LES MIZ: Did Enjolras and his crew deserve what they got?

That would take very long few years to achieve some form of social justice like the end of 2 yo bees working 35 h/day and paid two crumbs of bread.

Dansons la Carmagnole,
Vive le son, vive le son,
Dansons la Carmagnole,
Vive le son du canon!
A bas les aristos!!!

Fuck yeah!!!

Ah, ça ira, ça ira, ça ira,
Les aristocrates à la lanterne,
Ah, ça ira, ça ira, ça ira,
Les aristocrates on les pendra!
Tous aux barricades!!

Yeah, she straddles the line between creepy/obsessed and tragic. To be fair, her upbringing was mostly to blame for that.

Oh yes - she just had to appear on screen and I welled up. To be fair, though, she was a professional Eponine and by far the most accomplished musical performer in the film.

I like Gavroche, who (in spite of his parents) has a good heart. He lightens the story, but is as tragic as the rest.

RECORDS SHOWN:
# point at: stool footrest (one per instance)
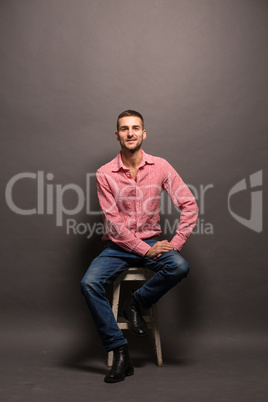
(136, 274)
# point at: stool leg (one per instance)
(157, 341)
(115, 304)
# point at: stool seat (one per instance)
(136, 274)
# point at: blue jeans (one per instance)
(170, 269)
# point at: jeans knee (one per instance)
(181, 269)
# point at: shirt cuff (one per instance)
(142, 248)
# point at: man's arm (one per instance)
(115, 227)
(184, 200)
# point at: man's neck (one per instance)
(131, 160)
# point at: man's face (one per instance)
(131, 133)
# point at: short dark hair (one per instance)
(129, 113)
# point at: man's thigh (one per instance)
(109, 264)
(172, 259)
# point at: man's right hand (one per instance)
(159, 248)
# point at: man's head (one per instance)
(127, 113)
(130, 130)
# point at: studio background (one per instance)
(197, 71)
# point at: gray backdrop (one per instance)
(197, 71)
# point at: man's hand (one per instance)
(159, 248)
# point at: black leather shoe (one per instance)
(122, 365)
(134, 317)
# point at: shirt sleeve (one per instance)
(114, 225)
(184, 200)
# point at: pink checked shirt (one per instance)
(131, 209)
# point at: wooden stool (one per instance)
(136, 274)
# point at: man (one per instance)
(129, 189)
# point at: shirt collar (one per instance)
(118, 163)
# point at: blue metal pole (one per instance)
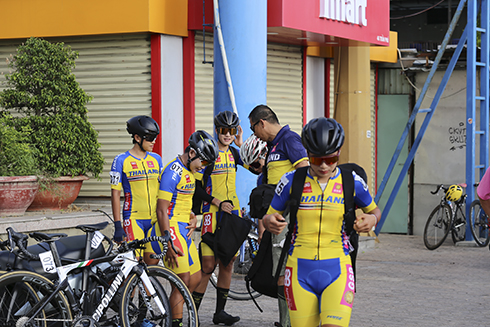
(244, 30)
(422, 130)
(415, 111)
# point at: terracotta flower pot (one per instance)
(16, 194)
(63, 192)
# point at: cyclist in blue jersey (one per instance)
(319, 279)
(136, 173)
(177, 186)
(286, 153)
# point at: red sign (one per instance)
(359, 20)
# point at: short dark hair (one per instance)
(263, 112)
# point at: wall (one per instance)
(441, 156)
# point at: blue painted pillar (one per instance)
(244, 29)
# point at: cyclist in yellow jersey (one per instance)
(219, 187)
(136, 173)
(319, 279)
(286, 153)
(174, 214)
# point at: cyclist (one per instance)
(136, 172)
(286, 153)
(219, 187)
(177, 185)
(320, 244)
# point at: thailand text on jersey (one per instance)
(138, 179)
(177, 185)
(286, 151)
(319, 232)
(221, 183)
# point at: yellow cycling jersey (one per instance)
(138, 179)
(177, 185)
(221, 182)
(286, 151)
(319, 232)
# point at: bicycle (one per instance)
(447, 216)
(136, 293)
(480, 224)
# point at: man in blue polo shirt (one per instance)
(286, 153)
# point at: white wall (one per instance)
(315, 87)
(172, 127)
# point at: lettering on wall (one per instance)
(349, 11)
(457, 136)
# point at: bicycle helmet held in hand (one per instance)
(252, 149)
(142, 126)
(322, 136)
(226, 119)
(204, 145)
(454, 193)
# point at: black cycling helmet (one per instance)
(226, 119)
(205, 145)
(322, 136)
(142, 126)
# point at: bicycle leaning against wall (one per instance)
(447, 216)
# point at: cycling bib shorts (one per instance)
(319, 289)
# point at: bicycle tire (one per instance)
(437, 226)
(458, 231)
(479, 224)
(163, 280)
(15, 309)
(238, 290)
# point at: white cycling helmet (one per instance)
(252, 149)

---

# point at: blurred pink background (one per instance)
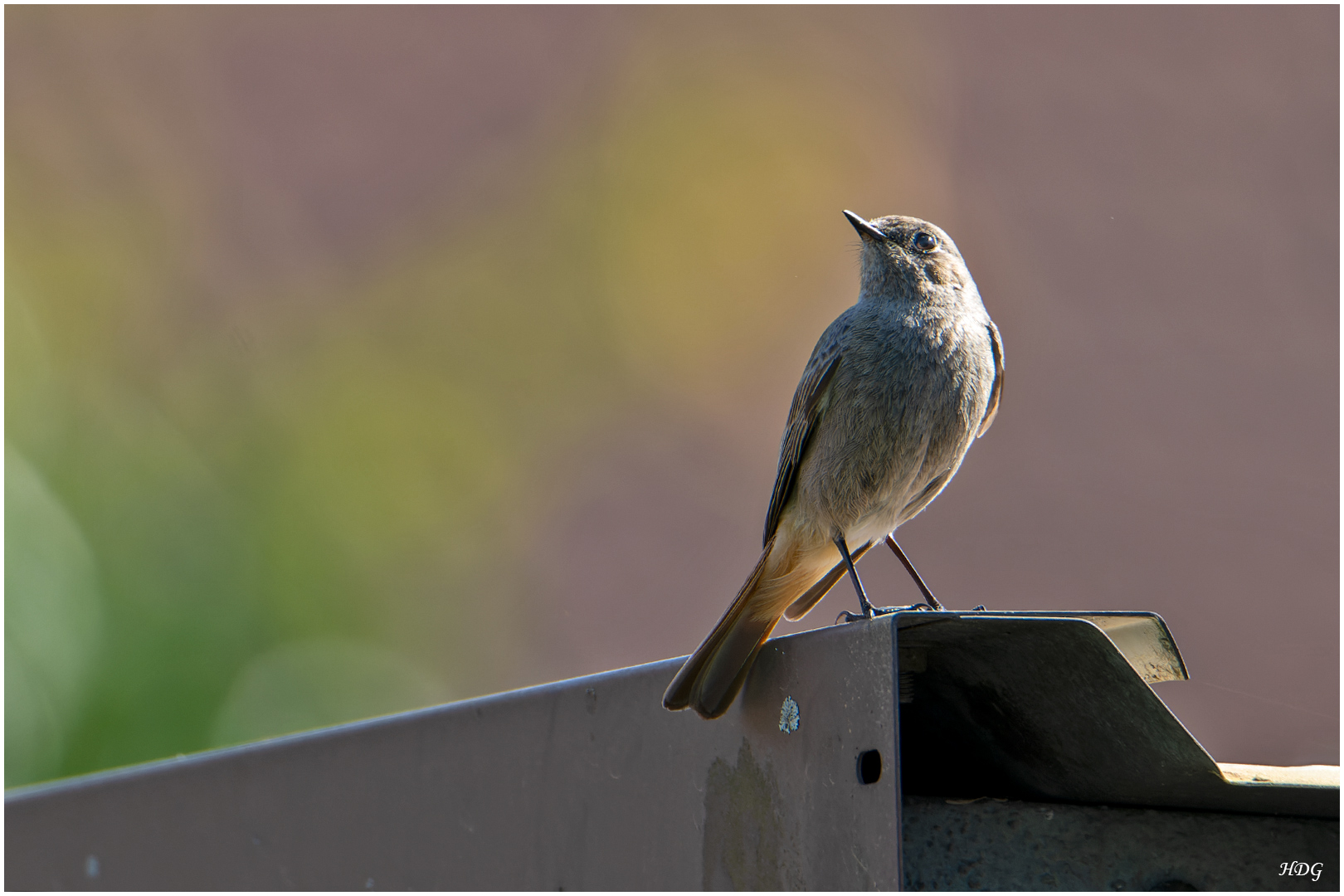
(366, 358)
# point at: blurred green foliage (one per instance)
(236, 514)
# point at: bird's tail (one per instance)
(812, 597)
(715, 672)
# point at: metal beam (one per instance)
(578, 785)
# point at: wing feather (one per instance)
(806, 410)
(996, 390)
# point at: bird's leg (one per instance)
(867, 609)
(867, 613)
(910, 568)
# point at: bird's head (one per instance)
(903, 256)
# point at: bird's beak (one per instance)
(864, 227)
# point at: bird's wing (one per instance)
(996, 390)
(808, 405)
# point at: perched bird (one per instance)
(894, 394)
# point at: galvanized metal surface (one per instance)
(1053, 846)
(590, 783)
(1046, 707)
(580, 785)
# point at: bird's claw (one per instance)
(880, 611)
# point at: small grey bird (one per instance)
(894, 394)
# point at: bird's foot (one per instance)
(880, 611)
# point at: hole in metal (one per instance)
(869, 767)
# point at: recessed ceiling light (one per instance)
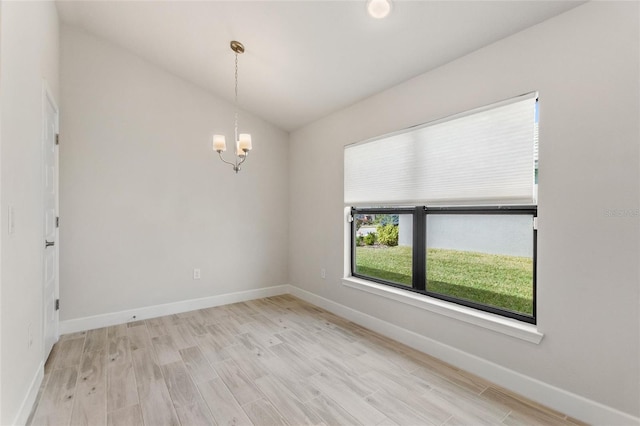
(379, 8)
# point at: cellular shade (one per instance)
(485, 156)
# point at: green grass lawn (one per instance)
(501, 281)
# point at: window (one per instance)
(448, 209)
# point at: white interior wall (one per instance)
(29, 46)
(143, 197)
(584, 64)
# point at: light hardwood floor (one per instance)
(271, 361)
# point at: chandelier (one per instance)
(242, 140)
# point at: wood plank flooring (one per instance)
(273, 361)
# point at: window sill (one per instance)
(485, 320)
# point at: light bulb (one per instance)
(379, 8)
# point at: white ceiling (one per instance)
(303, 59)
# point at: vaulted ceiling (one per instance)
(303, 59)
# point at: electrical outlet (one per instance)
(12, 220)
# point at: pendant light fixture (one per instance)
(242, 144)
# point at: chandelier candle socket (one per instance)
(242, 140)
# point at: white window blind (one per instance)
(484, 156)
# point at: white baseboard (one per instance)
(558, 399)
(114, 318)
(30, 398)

* * *

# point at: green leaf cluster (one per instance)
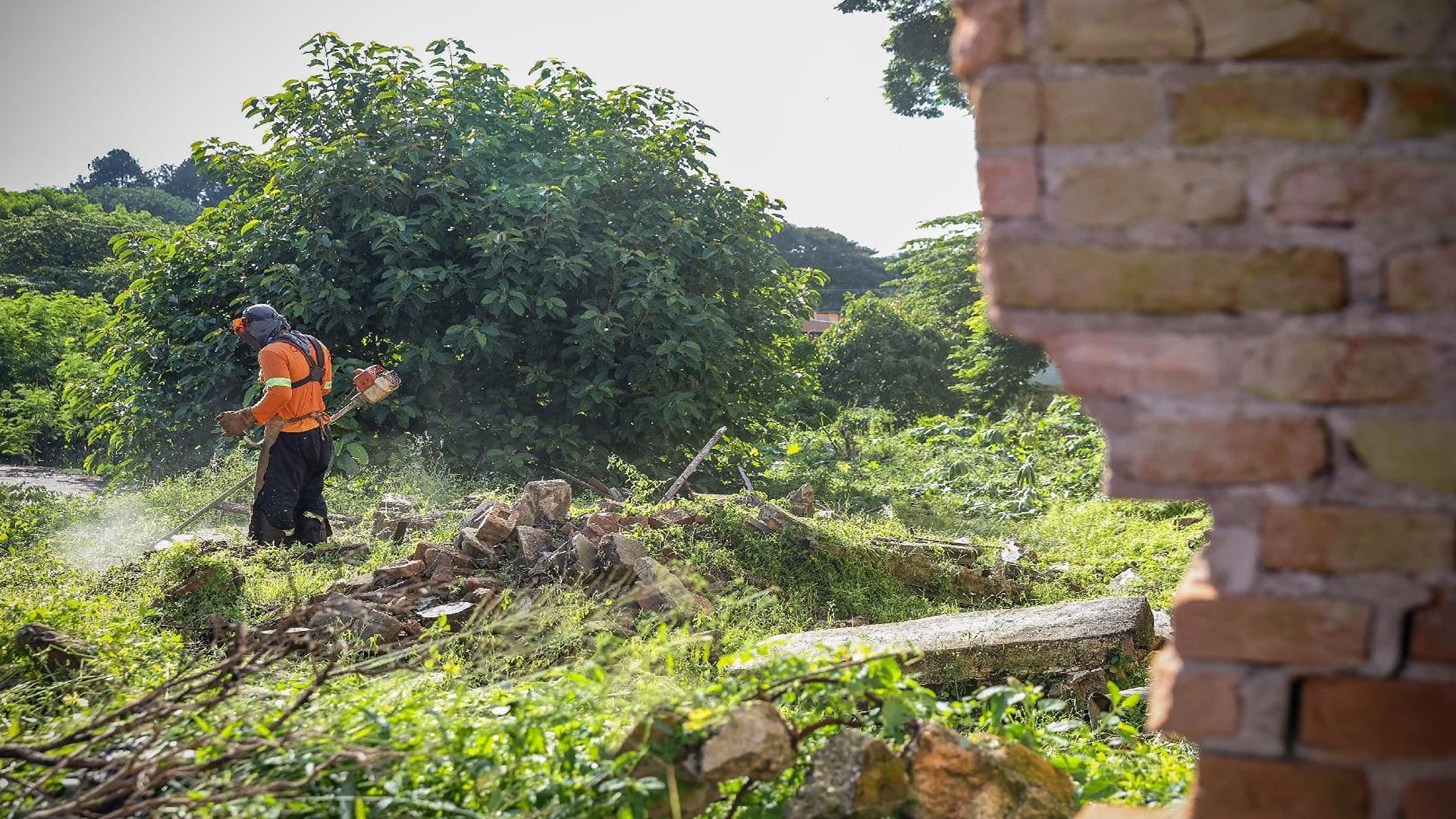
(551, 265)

REQUIRED WORK:
Can you carry on the Les Misérables forum thread from its last post? The items have no connection to the Les Misérables forum thread.

RESULT FOR THIS TASK:
Javert might be an antagonist but he isn’t a villain. He is doing his job the only way he knows how, and cannot understand that there might be another way, and he kills himself rather than change his viewpoint. And I found that incredibly tragic. The only unredeemed character in the book is Thénardier, the least-touched is Cossette (due to the sacrifice of Valjean). All the rest are Les Misérables - The Miserable Ones, if you like. They are all destroyed by their circumstances, even Enjolas, who is blinded by his idealism but deeply moved by the life of the poor. And he dies because of the apathy of those that he would save - the people did not rise. He didn’t deserve to die (to answer the OP) but none of the lives detailed in Les Misérables deserved what they got.

The “some reason” is that central Paris is (was more so, back then) a maze of little, twisty streets. A few barricades thrown up in a few key locations can block traffic and commerce – and, in those days, communication.

And I can’t vote in the poll, because the novel was based on the historical reality, so their revolution was doomed. Readers of the book knew that, of course, so there’s a tragic pre-destined atmosphere. The reader knows that Marius should stay away from 'em.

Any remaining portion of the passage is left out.